[Data to use]
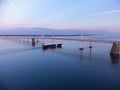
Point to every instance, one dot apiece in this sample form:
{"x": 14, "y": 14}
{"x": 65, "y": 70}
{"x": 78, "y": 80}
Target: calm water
{"x": 23, "y": 67}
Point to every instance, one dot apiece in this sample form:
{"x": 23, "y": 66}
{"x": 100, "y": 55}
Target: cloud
{"x": 105, "y": 13}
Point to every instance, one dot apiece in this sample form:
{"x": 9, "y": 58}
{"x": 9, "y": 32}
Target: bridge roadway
{"x": 114, "y": 50}
{"x": 58, "y": 38}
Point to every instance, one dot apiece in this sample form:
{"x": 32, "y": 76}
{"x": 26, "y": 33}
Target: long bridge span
{"x": 114, "y": 50}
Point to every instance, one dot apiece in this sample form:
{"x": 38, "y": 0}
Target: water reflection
{"x": 81, "y": 54}
{"x": 115, "y": 59}
{"x": 90, "y": 53}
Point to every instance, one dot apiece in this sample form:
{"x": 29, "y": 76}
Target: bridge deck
{"x": 55, "y": 38}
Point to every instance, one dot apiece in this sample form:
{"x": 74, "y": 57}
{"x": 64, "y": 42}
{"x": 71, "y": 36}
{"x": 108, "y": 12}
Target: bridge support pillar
{"x": 115, "y": 48}
{"x": 33, "y": 42}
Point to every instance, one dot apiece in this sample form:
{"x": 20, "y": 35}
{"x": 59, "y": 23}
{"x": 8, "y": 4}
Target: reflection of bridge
{"x": 114, "y": 50}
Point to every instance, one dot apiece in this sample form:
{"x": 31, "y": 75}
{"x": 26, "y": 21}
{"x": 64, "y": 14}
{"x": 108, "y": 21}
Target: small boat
{"x": 51, "y": 45}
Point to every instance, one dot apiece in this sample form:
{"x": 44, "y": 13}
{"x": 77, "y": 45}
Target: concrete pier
{"x": 115, "y": 48}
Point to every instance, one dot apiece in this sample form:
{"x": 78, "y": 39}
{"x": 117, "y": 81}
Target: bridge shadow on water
{"x": 115, "y": 58}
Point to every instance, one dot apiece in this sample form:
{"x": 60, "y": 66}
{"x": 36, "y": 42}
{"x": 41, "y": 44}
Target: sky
{"x": 60, "y": 14}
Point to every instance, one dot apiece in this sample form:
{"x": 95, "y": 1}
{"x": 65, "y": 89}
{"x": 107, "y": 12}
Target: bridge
{"x": 114, "y": 50}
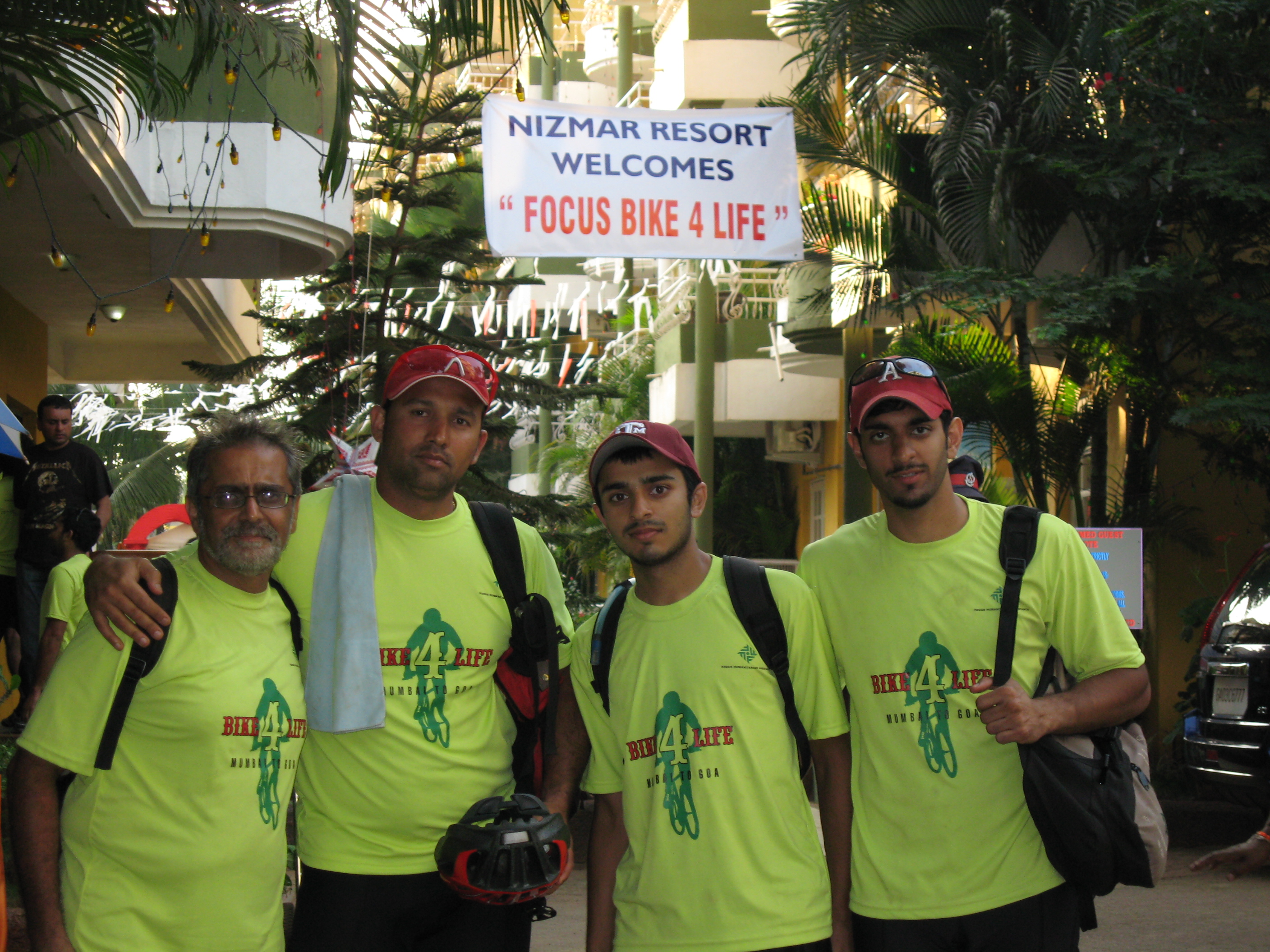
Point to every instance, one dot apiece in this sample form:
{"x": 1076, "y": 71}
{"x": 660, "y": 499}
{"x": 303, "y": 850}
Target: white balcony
{"x": 749, "y": 393}
{"x": 731, "y": 73}
{"x": 108, "y": 205}
{"x": 601, "y": 58}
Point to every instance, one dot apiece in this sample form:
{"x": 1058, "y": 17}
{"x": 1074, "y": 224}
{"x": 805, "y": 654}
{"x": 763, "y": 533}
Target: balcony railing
{"x": 666, "y": 12}
{"x": 754, "y": 293}
{"x": 637, "y": 97}
{"x": 491, "y": 78}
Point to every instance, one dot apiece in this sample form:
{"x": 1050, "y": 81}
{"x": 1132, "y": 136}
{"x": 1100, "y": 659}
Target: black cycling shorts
{"x": 1049, "y": 922}
{"x": 416, "y": 913}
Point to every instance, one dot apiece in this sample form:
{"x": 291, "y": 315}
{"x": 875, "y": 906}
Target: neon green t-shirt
{"x": 8, "y": 527}
{"x": 64, "y": 595}
{"x": 942, "y": 827}
{"x": 182, "y": 845}
{"x": 377, "y": 801}
{"x": 723, "y": 847}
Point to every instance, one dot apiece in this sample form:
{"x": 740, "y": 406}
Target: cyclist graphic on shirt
{"x": 930, "y": 679}
{"x": 427, "y": 650}
{"x": 673, "y": 732}
{"x": 273, "y": 720}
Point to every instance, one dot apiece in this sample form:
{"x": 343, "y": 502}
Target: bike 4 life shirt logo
{"x": 930, "y": 676}
{"x": 433, "y": 650}
{"x": 677, "y": 737}
{"x": 270, "y": 730}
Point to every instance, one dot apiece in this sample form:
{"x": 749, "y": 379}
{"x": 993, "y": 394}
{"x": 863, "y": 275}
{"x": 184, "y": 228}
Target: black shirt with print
{"x": 56, "y": 480}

[What to do]
Transcribe the listing in full. Omit the pictures and keep every line exact.

[The completed task]
Point to every instance, one dot apiece in this sample form:
{"x": 14, "y": 14}
{"x": 65, "y": 70}
{"x": 78, "y": 80}
Target: calm water
{"x": 23, "y": 67}
Point to every instance, one dot apiece in this sample form:
{"x": 23, "y": 66}
{"x": 100, "y": 55}
Target: cloud
{"x": 105, "y": 13}
Point to every instance, one dot apiece in this sample form:
{"x": 9, "y": 58}
{"x": 9, "y": 32}
Target: bridge roadway
{"x": 114, "y": 50}
{"x": 58, "y": 38}
Point to every instance, one dot apiece in this sample form:
{"x": 32, "y": 76}
{"x": 26, "y": 33}
Target: long bridge span
{"x": 114, "y": 50}
Point to every instance, one dot apiece in this sample form:
{"x": 38, "y": 0}
Target: water reflection
{"x": 81, "y": 54}
{"x": 115, "y": 59}
{"x": 90, "y": 53}
Point to every instance, one dot apiece in this sample form:
{"x": 29, "y": 76}
Target: bridge deck
{"x": 55, "y": 38}
Point to every instance, one dot apiece in this sample form:
{"x": 74, "y": 57}
{"x": 64, "y": 42}
{"x": 71, "y": 36}
{"x": 108, "y": 12}
Target: bridge support pillar
{"x": 115, "y": 48}
{"x": 33, "y": 42}
Point to every instance, one dot apiece in this sample form:
{"x": 20, "y": 35}
{"x": 59, "y": 23}
{"x": 8, "y": 4}
Target: reflection of bridge
{"x": 114, "y": 50}
Point to every instance, one dot apiece in this sample form:
{"x": 31, "y": 75}
{"x": 26, "y": 21}
{"x": 64, "y": 14}
{"x": 108, "y": 21}
Target: small boat
{"x": 51, "y": 45}
Point to every instance, one dot apiece in this sample form:
{"x": 44, "y": 13}
{"x": 77, "y": 45}
Target: concrete pier
{"x": 115, "y": 48}
Point to every instance, one dot apiece in this sample form:
{"x": 78, "y": 39}
{"x": 117, "y": 81}
Target: bridge shadow on water
{"x": 115, "y": 58}
Point to every instance, one dot apiece in this sample form:
{"x": 60, "y": 66}
{"x": 36, "y": 42}
{"x": 41, "y": 44}
Target: sky
{"x": 60, "y": 14}
Point to every instance, one dot apiece in this sample form:
{"x": 95, "y": 1}
{"x": 65, "y": 89}
{"x": 107, "y": 12}
Target: bridge
{"x": 114, "y": 50}
Point to every instance, one dot apiece in this sample form:
{"x": 1076, "y": 71}
{"x": 660, "y": 499}
{"x": 303, "y": 850}
Target: white balcony
{"x": 749, "y": 393}
{"x": 731, "y": 73}
{"x": 108, "y": 205}
{"x": 601, "y": 58}
Point to every instance, one dot apiece in this sample form:
{"x": 1058, "y": 17}
{"x": 1074, "y": 224}
{"x": 805, "y": 654}
{"x": 763, "y": 533}
Target: balcony railing
{"x": 666, "y": 12}
{"x": 754, "y": 293}
{"x": 637, "y": 97}
{"x": 491, "y": 78}
Point to every instance, one dot apiece in this sample form:
{"x": 1050, "y": 81}
{"x": 1132, "y": 136}
{"x": 1100, "y": 659}
Target: black cycling shorts
{"x": 1049, "y": 922}
{"x": 416, "y": 913}
Point to every instance, one dot apiece in this sample form:
{"x": 291, "y": 315}
{"x": 875, "y": 906}
Target: neon green t-shirt
{"x": 8, "y": 527}
{"x": 64, "y": 595}
{"x": 942, "y": 827}
{"x": 182, "y": 845}
{"x": 377, "y": 801}
{"x": 723, "y": 847}
Point to every instance, one dot apiece in this sample form:
{"x": 740, "y": 406}
Target: cyclist graphic on shirt
{"x": 930, "y": 679}
{"x": 427, "y": 650}
{"x": 673, "y": 732}
{"x": 273, "y": 720}
Point to every instance, one dot apiece in this sample form:
{"x": 343, "y": 502}
Target: bike 4 life shirt logo
{"x": 930, "y": 676}
{"x": 433, "y": 650}
{"x": 677, "y": 737}
{"x": 270, "y": 730}
Point to every instance, one dot apiece in this sample form:
{"x": 749, "y": 379}
{"x": 993, "y": 394}
{"x": 863, "y": 275}
{"x": 184, "y": 228}
Target: black shirt with print
{"x": 56, "y": 480}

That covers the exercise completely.